- [Work to be completed]:
Copy each of the lines below word for word, from first to last, and leave the pictures out.

- [Records provided]:
++++
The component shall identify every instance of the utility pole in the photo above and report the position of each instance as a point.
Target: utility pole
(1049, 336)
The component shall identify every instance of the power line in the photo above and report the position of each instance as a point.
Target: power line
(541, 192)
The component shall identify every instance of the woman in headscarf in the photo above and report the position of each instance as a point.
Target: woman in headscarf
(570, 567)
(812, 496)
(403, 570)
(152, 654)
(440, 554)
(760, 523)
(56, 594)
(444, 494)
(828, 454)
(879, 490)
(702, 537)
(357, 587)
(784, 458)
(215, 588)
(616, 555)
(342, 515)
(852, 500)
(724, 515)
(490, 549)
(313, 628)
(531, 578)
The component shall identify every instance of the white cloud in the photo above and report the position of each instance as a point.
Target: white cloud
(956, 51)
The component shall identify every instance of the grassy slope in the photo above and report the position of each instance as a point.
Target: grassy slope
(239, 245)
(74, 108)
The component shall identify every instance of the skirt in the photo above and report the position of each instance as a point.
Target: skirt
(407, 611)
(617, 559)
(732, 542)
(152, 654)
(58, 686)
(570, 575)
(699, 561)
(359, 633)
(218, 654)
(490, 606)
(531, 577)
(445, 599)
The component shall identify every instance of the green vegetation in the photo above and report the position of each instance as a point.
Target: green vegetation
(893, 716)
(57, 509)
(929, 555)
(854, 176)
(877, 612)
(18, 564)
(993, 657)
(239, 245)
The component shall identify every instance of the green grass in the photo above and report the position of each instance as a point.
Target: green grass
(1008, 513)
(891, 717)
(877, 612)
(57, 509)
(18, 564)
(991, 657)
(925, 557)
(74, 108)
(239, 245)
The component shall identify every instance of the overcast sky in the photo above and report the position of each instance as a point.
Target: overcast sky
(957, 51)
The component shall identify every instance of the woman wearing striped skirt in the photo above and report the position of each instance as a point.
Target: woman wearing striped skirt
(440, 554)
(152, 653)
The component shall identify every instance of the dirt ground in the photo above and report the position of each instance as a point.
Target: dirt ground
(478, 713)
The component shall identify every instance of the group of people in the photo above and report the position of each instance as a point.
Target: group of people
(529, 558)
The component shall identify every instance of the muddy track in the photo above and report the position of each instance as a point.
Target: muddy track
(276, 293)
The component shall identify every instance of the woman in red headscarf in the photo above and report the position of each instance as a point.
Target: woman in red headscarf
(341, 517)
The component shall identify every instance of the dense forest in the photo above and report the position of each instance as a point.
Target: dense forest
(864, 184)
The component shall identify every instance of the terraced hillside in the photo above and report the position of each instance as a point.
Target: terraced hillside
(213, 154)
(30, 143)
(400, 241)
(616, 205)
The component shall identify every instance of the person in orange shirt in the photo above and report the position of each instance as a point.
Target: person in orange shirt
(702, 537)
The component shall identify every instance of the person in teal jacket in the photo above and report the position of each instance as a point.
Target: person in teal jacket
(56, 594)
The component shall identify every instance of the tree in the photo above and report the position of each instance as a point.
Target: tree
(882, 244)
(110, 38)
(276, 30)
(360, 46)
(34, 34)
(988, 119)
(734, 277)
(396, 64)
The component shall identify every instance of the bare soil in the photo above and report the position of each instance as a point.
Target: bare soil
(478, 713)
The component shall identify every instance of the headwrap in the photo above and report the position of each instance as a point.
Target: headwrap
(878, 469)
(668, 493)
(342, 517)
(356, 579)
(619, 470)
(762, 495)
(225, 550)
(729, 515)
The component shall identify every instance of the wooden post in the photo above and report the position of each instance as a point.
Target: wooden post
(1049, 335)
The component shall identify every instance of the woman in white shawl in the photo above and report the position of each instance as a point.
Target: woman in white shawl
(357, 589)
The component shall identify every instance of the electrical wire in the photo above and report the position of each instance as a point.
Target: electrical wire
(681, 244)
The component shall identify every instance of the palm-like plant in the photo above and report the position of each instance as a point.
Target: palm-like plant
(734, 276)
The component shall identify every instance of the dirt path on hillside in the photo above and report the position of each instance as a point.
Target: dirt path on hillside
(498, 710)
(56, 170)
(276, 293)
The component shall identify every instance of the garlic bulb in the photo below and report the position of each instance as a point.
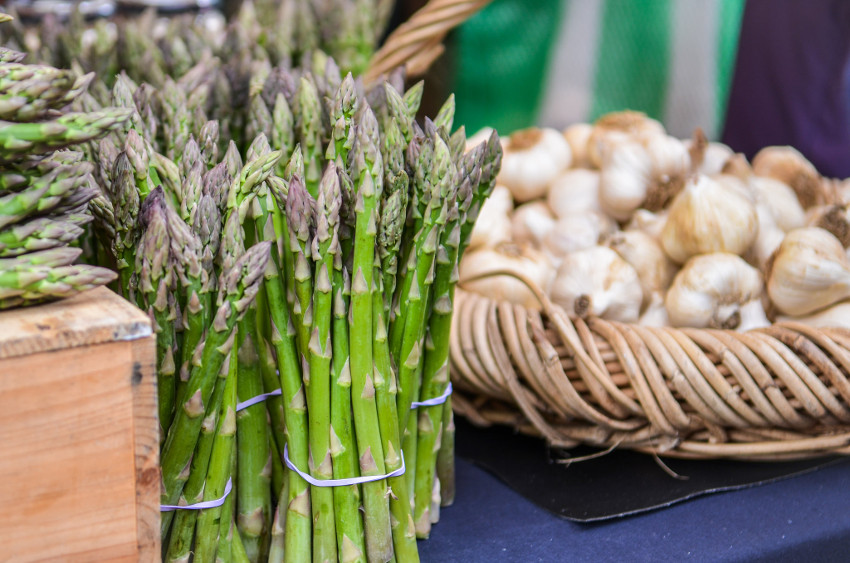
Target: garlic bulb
(645, 255)
(531, 222)
(597, 282)
(753, 316)
(616, 127)
(577, 136)
(808, 272)
(494, 221)
(709, 215)
(710, 291)
(520, 259)
(576, 231)
(532, 159)
(649, 222)
(574, 191)
(780, 200)
(768, 239)
(737, 165)
(837, 315)
(832, 218)
(788, 165)
(624, 179)
(655, 313)
(669, 156)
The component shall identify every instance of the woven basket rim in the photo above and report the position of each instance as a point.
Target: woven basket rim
(778, 393)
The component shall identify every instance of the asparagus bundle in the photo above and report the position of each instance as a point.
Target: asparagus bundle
(297, 257)
(44, 189)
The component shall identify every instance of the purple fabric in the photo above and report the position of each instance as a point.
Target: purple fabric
(792, 81)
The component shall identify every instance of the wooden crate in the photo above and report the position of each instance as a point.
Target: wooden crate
(79, 443)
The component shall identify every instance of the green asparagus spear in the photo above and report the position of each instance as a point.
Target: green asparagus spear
(237, 287)
(367, 172)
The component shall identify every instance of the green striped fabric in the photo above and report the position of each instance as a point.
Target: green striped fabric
(553, 62)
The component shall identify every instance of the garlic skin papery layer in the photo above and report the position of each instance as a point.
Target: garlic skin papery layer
(711, 290)
(710, 215)
(596, 282)
(532, 159)
(493, 225)
(522, 260)
(808, 272)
++++
- [The reply]:
The component shall identify every instance of the utility pole in the photo above and report the position of each instance as a point.
Target: utility pole
(1049, 336)
The component shall identify every instance of the power line in the photo above and report the position of each instance as a point.
Target: power line
(541, 192)
The component shall identify every instance of the woman in headscarf in the photo above and report the position of each instance as a point.
Target: woman in headscarf
(570, 567)
(812, 496)
(403, 570)
(152, 654)
(440, 554)
(760, 523)
(56, 594)
(444, 494)
(828, 454)
(879, 490)
(702, 537)
(357, 587)
(784, 458)
(215, 588)
(616, 555)
(342, 515)
(852, 500)
(724, 515)
(490, 549)
(313, 628)
(531, 578)
The component shall identify every instance of the white cloud in the photo above and report the position of each instance as a point.
Target: white cloud
(956, 51)
The component shall identify every instance of the grassy slope in the photo above and report the position of each instance as a point.
Target: grassy slope
(239, 245)
(74, 108)
The component shall identify every instance of the skirt in the photo above and report the position of each instance as a point.
Target: skirt
(407, 611)
(617, 559)
(732, 542)
(152, 654)
(58, 686)
(570, 575)
(699, 561)
(359, 633)
(218, 654)
(490, 606)
(531, 577)
(445, 599)
The component shall identify every instance of the green vegetation in the photo above and report the position of each instance as a point.
Target: green vegetation
(893, 716)
(57, 509)
(929, 555)
(854, 176)
(877, 612)
(18, 564)
(993, 657)
(239, 245)
The component shall identify every instance of the green grass in the photo above and report the position of each instance as a point.
Target: green grass
(1008, 513)
(891, 717)
(877, 612)
(57, 509)
(18, 564)
(991, 657)
(925, 557)
(74, 108)
(239, 245)
The component shall identify every instance of the overcast sky in the photo above and report the position of each instance as a point.
Target: overcast sky
(957, 51)
The component shall identify every instance of the woman wearing striped skirt in the photo above and report the position of each instance as a point.
Target: woman wearing striped skirt
(440, 554)
(152, 653)
The component shall identify every instance of the dirt ground in the photo above and report the position of each instance as a point.
Target: dirt ground
(478, 713)
The component shall identify every instance of the group of people in the photo above and report the position of each instance as a point.
Target: group of people
(529, 558)
The component shall identify every instance of the muddy track in the photo above and report the position of each instance as a point.
Target: muddy track
(276, 293)
The component shall identify every instance of the woman in red headscarf in the photo above and report the position of each instance as a point.
Target: woman in red headscarf
(341, 517)
The component shall identify every instance of the dense forest in the photo above and report the position of each instance as a point.
Target: dense forest
(864, 184)
The component shall identify every instance of the terraced hillside in the photo above and report the position of each instance as a point.
Target: terraced hillside
(213, 154)
(30, 143)
(400, 241)
(616, 205)
The component shall identify every instance of the person in orange shirt in the photo above and report the position of each instance as a point.
Target: person in orange shirt
(702, 537)
The component shall identify every instance of the person in teal jacket in the photo above and report the position of each instance as a point.
Target: person in teal jacket
(56, 594)
The component shall identify every instance of the tree in the photo above and report the position of each instance as a point.
Target: tree
(882, 244)
(110, 38)
(276, 30)
(360, 46)
(34, 34)
(988, 119)
(734, 277)
(396, 64)
The component shall identify every instance of the bare soil in the photo above and report the position of each instance as a point.
Target: bare soil
(478, 713)
The component shall identify every instance of the headwrap in the photo above and report the position of each instance as a point.
Target: headwrap
(878, 469)
(668, 493)
(342, 517)
(356, 579)
(619, 470)
(762, 495)
(225, 550)
(729, 515)
The component shall identify every instance of the wooden post in the photo above and report the position of each instance as a point.
Target: wooden post
(1049, 335)
The component shall identify every instance of the woman in white shawl in the photo above and report the position of each instance as a point.
Target: woman in white shawl
(357, 589)
The component shall identify every instance of the electrical wire in the photo above and report the position of each instance as a point.
Target: electrical wire
(681, 244)
The component shall identify every instance of the palm-like plant in the photo above and report the position of each instance as a point.
Target: palm-like plant
(734, 276)
The component shall identify every instance of the dirt path on hillside in the photo above and report the position of each instance as a point.
Target: dirt path on hillside
(498, 710)
(56, 170)
(276, 293)
The component shall identify every instance of the garlic bulb in the photo below and report the position of each instance as a point.
Target: garlic bulb
(645, 255)
(531, 222)
(597, 282)
(753, 316)
(616, 127)
(577, 136)
(808, 272)
(494, 221)
(709, 215)
(710, 291)
(520, 259)
(576, 231)
(532, 159)
(649, 222)
(574, 191)
(780, 200)
(768, 239)
(737, 165)
(837, 315)
(832, 218)
(788, 165)
(624, 179)
(655, 313)
(669, 156)
The component shall identify every instance of the woven basket rim in the photo above and report the position of each instance as a point.
Target: woven basket rim
(778, 393)
The component shall identify every instance of the asparagus bundle in the photo above and report the position of each instance as a point.
Target: asparagus bundle
(297, 257)
(44, 189)
The component shall identify every instance of the purple fabric in the photo above and report the position of each instance as a point.
Target: purple fabric
(792, 81)
The component shall identify every instance of the wooden crate in the photo above and report the position of each instance as a point.
Target: wooden crate
(79, 443)
The component shall identify every instance of the green asparagus spear in the photo above and report the position of each instance as a point.
Target: green asparagus spear
(237, 287)
(367, 172)
The component shall identify every instance of the green striped fabric in the photo above and report the position of each instance as a point.
Target: green striped fabric
(553, 62)
The component shall identify every instance of the garlic skin papery layer in the photo above and report the position of each instance as a point.
Target: garlic skin papery layer
(711, 290)
(710, 215)
(596, 282)
(532, 159)
(493, 225)
(522, 260)
(808, 272)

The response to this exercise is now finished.